→ **Task statement**
Your task is to write out the complete listing exactly as it is shown.

→ **Data for the task**
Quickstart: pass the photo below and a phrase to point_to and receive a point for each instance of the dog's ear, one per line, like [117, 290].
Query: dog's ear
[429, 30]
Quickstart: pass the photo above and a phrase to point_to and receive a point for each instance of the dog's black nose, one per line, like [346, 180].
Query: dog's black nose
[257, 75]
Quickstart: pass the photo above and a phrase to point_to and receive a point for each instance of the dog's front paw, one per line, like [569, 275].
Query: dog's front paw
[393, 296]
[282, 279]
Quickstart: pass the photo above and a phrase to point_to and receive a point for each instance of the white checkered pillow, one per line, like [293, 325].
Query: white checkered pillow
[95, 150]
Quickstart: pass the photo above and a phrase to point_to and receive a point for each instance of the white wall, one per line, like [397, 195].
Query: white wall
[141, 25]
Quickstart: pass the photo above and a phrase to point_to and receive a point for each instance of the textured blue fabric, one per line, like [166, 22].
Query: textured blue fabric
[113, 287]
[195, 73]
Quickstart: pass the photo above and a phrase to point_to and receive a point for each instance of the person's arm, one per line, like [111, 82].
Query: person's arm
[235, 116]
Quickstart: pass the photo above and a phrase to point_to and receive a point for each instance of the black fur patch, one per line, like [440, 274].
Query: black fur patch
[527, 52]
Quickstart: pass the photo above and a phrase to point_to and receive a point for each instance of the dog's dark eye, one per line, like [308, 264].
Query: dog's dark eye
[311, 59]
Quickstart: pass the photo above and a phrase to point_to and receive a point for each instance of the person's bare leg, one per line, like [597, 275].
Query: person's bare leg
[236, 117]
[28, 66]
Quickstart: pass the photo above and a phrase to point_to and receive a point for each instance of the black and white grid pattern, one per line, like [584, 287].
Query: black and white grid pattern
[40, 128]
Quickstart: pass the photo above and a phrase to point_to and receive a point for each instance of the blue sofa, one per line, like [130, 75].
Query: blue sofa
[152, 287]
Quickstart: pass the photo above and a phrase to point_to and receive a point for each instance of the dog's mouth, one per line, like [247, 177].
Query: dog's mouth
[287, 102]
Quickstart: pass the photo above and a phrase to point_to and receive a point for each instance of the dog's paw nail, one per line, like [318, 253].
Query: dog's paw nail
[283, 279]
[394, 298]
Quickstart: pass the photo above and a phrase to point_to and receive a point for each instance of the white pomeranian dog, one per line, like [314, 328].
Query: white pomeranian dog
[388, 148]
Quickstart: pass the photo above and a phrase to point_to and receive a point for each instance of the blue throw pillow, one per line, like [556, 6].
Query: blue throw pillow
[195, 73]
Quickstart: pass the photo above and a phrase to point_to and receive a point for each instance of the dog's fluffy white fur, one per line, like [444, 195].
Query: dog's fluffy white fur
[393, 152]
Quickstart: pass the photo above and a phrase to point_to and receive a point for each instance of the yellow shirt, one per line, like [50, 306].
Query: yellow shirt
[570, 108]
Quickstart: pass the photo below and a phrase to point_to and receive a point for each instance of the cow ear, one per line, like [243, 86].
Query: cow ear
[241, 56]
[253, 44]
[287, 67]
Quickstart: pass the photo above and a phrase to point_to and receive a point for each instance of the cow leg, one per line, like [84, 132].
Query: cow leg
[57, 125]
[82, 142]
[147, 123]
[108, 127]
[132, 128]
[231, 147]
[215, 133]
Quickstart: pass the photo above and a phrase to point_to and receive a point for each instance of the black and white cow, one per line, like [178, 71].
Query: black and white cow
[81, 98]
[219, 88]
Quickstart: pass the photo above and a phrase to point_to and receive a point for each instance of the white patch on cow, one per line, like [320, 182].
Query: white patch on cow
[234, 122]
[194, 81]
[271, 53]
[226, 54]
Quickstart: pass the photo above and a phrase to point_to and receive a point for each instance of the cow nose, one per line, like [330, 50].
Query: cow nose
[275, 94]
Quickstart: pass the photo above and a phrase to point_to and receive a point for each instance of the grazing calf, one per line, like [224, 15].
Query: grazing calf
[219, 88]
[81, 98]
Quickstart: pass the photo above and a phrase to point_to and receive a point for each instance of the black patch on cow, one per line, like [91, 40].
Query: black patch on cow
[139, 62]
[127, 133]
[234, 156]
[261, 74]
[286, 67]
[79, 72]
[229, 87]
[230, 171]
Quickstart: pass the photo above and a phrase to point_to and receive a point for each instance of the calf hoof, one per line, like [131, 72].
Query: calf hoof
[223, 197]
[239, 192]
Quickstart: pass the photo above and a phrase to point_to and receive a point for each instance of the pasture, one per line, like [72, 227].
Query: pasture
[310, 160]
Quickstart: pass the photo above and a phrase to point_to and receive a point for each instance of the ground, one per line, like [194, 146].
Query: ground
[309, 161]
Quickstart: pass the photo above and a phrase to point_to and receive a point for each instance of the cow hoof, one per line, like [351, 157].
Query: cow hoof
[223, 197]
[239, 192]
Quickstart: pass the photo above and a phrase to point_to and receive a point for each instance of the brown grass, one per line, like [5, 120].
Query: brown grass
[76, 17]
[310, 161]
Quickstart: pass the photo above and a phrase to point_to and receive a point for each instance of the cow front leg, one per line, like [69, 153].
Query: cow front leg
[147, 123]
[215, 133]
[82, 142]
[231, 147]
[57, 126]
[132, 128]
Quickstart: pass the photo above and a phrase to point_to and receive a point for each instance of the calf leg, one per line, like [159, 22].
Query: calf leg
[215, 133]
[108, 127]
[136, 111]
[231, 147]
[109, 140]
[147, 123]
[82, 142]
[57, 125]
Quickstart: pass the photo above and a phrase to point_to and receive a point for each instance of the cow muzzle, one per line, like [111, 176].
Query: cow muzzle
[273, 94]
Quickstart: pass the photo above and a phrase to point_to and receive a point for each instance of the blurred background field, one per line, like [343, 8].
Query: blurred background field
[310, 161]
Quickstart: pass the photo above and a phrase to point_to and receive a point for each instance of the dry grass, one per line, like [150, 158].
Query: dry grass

→ **Answer for this exercise**
Quickstart: pass the photo below and a phrase to point_to and receive a point for each instance of the dog's ear, one per line, like [117, 290].
Query: dog's ear
[429, 30]
Quickstart: pass the photo above and a phrase to point_to and receive a point for each instance of the dog's black nose, one per line, like [346, 180].
Query: dog's black nose
[257, 75]
Quickstart: pass the photo above and a phrase to point_to and receive a point for each instance of the dog's front paw, one per line, like [569, 275].
Query: dog's front paw
[393, 296]
[282, 279]
Quickstart: pass the photo above and a phrase to point_to and receive a point for each instance of the white checkered pillow, one per line, like [293, 325].
Query: white checkered pillow
[95, 150]
Quickstart: pass the photo above and a phrase to point_to and receive a point for each instance of the white wall, one per line, like [397, 195].
Query: white wall
[141, 25]
Quickstart: pass the photo above and a phrase to point_to and receive a point for each instance of the textured blue fabric, one per line, like [166, 22].
Query: textured blue fabric
[113, 287]
[195, 73]
Quickstart: pass the photo above and a phrase to point_to and receive a point for each instance of the person's arm, one per line, like [111, 82].
Query: person's arm
[235, 116]
Quickstart: pass the photo above and a phrase to point_to and receive a point for each instance of the black fur patch, one per line, like [440, 274].
Query: black fur patch
[527, 52]
Quickstart: pass the photo above and a phrase to point_to and receive a point for each instance of the dog's dark eye, one per line, like [308, 264].
Query: dog's dark eye
[311, 59]
Quickstart: pass the photo above and a phrase to point_to and receive a point for each instance of the person's bare leg, one per line, like [597, 275].
Query: person's bare leg
[236, 117]
[28, 66]
Quickstart: pass the photo above and a phrase to point_to and receive a point for each instance of the black and white grid pattern, one per line, like [584, 287].
Query: black and white grid pattern
[40, 128]
Quickstart: pass the photo above and a phrase to point_to and receive a point for each instance of the blue sofa, one per line, like [130, 75].
Query: blue sofa
[152, 287]
Quickstart: pass the photo above and a phrase to point_to and receive a point for each instance of the dog's mouth, one per line, like [247, 177].
Query: dog's mouth
[287, 102]
Quickstart: pass the photo above and a phrase to point_to and receive a point for each instance of the dog's paw nail, one per line, like [318, 253].
Query: dog's paw nail
[283, 279]
[394, 298]
Quickstart: pass the photo above and a phrase to point_to and receive a point for each instance of the white pomeranian dog, one per line, like [314, 328].
Query: white pomeranian dog
[388, 148]
Quickstart: pass the photo above and a phrase to point_to and receive a point for each instance of the blue throw pillow, one per line, like [556, 6].
Query: blue throw pillow
[195, 73]
Quickstart: pass the photo above and a phrase to point_to and receive a point for each instance of the dog's fluffy white fur, one per line, like [444, 195].
Query: dog's fluffy white fur
[393, 152]
Quickstart: pass the photo above and a phrase to point_to and receive a point for each instance of the yellow shirt, one per line, like [50, 306].
Query: yellow shirt
[570, 108]
Quickstart: pass the photo below and a phrase to point_to and receive a point for each instance of the cow ear, one per line, like [243, 86].
Query: cow ear
[241, 56]
[253, 44]
[287, 67]
Quickstart: pass the photo above and a phrase to point_to and receive a point for each instance of the cow leg, one per line, like [84, 132].
Query: cow leg
[57, 125]
[82, 142]
[147, 123]
[108, 127]
[132, 128]
[231, 147]
[215, 133]
Quickstart: pass the photo above and a phrase to point_to and receive a point for each instance of the black and white cow, one per line, like [178, 71].
Query: black and white cow
[81, 98]
[219, 88]
Quickstart: pass the photo above and a phrase to point_to and receive a point for each instance of the white patch on cow, one per line, like [320, 182].
Query: white patch on cow
[234, 122]
[194, 81]
[271, 53]
[226, 54]
Quickstart: pass the photo above and a phrase to point_to and receive a point for each instance of the cow nose, one per line, like [330, 50].
Query: cow nose
[275, 94]
Quickstart: pass the photo above and a phrase to point_to and receive a point for each instance of the grazing calf, one per line, like [224, 15].
Query: grazing calf
[219, 88]
[81, 98]
Quickstart: pass the photo above and a phrase to point_to and receive a point for each instance of the black patch on cow, one per line, like [91, 40].
Query: black patch on cow
[139, 62]
[127, 133]
[234, 156]
[261, 74]
[286, 67]
[79, 72]
[229, 87]
[230, 171]
Quickstart: pass the photo above and a phrase to point_to and receive a point for each instance of the calf hoof, one per line, like [131, 72].
Query: calf hoof
[223, 197]
[239, 192]
Quickstart: pass the photo above and a phrase to point_to and receive a point for each instance of the pasture, one per line, like [72, 227].
Query: pasture
[310, 160]
Quickstart: pass the photo above and a phrase to point_to and receive a point for each instance of the ground, one per line, like [194, 146].
Query: ground
[309, 161]
Quickstart: pass the photo above and a phrase to point_to and receive a point for each instance of the cow hoof, one per line, like [351, 157].
Query: cow hoof
[223, 197]
[239, 192]
Quickstart: pass the photo above and a phrase to point_to and receive a point for each instance of the brown grass, one per line, like [5, 120].
Query: brown grass
[76, 17]
[310, 161]
Quickstart: pass the photo above and a phrase to point_to and receive a point for each instance of the cow front leg, one per line, like [69, 153].
Query: cow front leg
[147, 123]
[215, 133]
[82, 142]
[231, 147]
[57, 126]
[132, 128]
Quickstart: pass the photo above and a phrase to point_to and receive a point for each instance of the calf leg, one per line, like [159, 22].
Query: calf leg
[215, 133]
[108, 127]
[136, 111]
[231, 147]
[109, 140]
[147, 123]
[82, 142]
[57, 125]
Quickstart: pass the photo above and a phrase to point_to and receive a point for each instance of the cow muzzle, one per line, like [111, 176].
Query: cow muzzle
[273, 94]
Quickstart: pass the photo above and a phrase to point_to and receive a point for each instance of the blurred background field, one per line, like [343, 8].
Query: blurred background field
[310, 161]
Quickstart: pass the photo above and a phrase to point_to and receive a point for each instance of the dry grass, one per line, like [150, 158].
Query: dry grass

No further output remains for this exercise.